------ Excerpted text

The number of gesture occurrences by response pattern is reported as follows. During successful retrievals, gestures were observed only once across 214 responses. During retrieval failures, a total of seven gestures were recorded across 310 responses. For TOT successes, five gestures were observed across 10 responses, and for TOT failures, 23 gestures were recorded across 66 responses. This corresponds to an average of 0.005 gestures per trial for successful retrievals, 0.02 for retrieval failures, 0.50 for TOT successes, and 0.35 for TOT failures. These results indicate that gesture use increased markedly during TOT states, particularly in trials where the target word was ultimately retrieved, suggesting that gestures may be mobilised more actively when lexical access becomes difficult.

To further examine the role of self-adaptors and gesture use in the resolution of TOT states, we conducted Pearson’s correlation analyses between the frequency of self-adaptors, gestures, and the number of TOT successes across participants in the control group. A moderate to strong positive correlation was found between the number of TOT successes and the frequency of self-adaptors (r = 0.95, 95% CI [0.87, 0.98], p < 0.001), and a moderate positive correlation was observed between the number of TOT successes and the frequency of gestures (r = 0.51, 95% CI [0.09, 0.78], p < 0.05). These results suggest that increased use of both gestures and self-adaptors may be associated with improved TOT resolution. They provide further support for the idea that spontaneous body movements play a functional role in facilitating lexical access during TOT states.

------------

**Required work**
1. From the passage on gestures during tip-of-the-tongue states, reproduce word for word the part that opens with the words containing "The number of gesture" and closes with "access becomes difficult.".
2. Answer these questions from the passage on gestures during tip-of-the-tongue states:
(a) How many gestures were recorded for TOT failures, and across how many responses?
(b) What kind of analyses were run between self-adaptors, gestures, and TOT successes?
(c) Which group's participants were included in those analyses?
3. Continue the passage on gestures during tip-of-the-tongue states after its final sentence.

------ Source data

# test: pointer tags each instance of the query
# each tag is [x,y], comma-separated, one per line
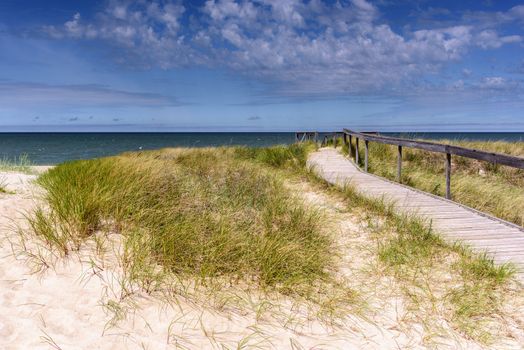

------------

**Answers below**
1.
The number of gesture occurrences by response pattern is reported as follows. During successful retrievals, gestures were observed only once across 214 responses. During retrieval failures, a total of seven gestures were recorded across 310 responses. For TOT successes, five gestures were observed across 10 responses, and for TOT failures, 23 gestures were recorded across 66 responses. This corresponds to an average of 0.005 gestures per trial for successful retrievals, 0.02 for retrieval failures, 0.50 for TOT successes, and 0.35 for TOT failures. These results indicate that gesture use increased markedly during TOT states, particularly in trials where the target word was ultimately retrieved, suggesting that gestures may be mobilised more actively when lexical access becomes difficult.

2.
(a) 23 gestures across 66 responses.
(b) Pearson's correlation analyses.
(c) The control group.

3.
4. Discussion

This study investigated whether self-adaptor behaviours influence lexical retrieval. The results revealed five main findings. First, among the three conditions (control, self-adaptor, and suppression), the self-adaptor condition produced the highest number of correct responses in the lexical retrieval task. A significant difference was observed between the self-adaptor and suppression conditions, suggesting that self-adaptor behaviour facilitates lexical retrieval more effectively than suppressing hand movements. Second, there was no significant main effect of condition on the likelihood of entering a TOT state, indicating that the self-adaptor condition did not affect susceptibility to TOT experiences. Third, no significant condition differences were found in the proportion of correct responses following TOT states. This suggests that self-adaptor behaviour did not enhance resolution once a TOT state had occurred. Fourth, there was no significant effect of condition on the number of items recalled in the recall task, indicating that self-adaptor behaviour did not influence delayed memory performance. Fifth, in the control condition, self-adaptor behaviours were observed more frequently than gestures. Notably, gesture frequency increased markedly during TOT states, suggesting a heightened reliance on gesture when lexical access becomes more difficult. Taken together, these findings support the interpretation that self-adaptor behaviour contributes to immediate lexical retrieval processes, likely by enhancing cognitive focus or alleviating retrieval interference. However, its influence does not appear to extend to memory consolidation or the resolution of TOT states.

4.1. Self-Adaptor Effects on Lexical Retrieval Accuracy

As shown in Table 1, the self-adaptor condition outperformed the suppression condition in the number of correct responses in the lexical retrieval task. This supports Hypothesis 1 and suggests that self-adaptor behaviours facilitate lexical retrieval. The standard deviations for the control, self-adaptor, and suppression conditions were SD = 6.30, SD = 4.95, and SD = 3.90, respectively. Such reduced variability may reflect a more constrained behavioural repertoire under suppression instructions, potentially limiting participants’ ability to recruit compensatory strategies during retrieval. This finding is consistent with previous studies (Fujii, 1997; Pine et al., 2007), which suggest that suppressing self-adaptor behaviour impedes lexical retrieval.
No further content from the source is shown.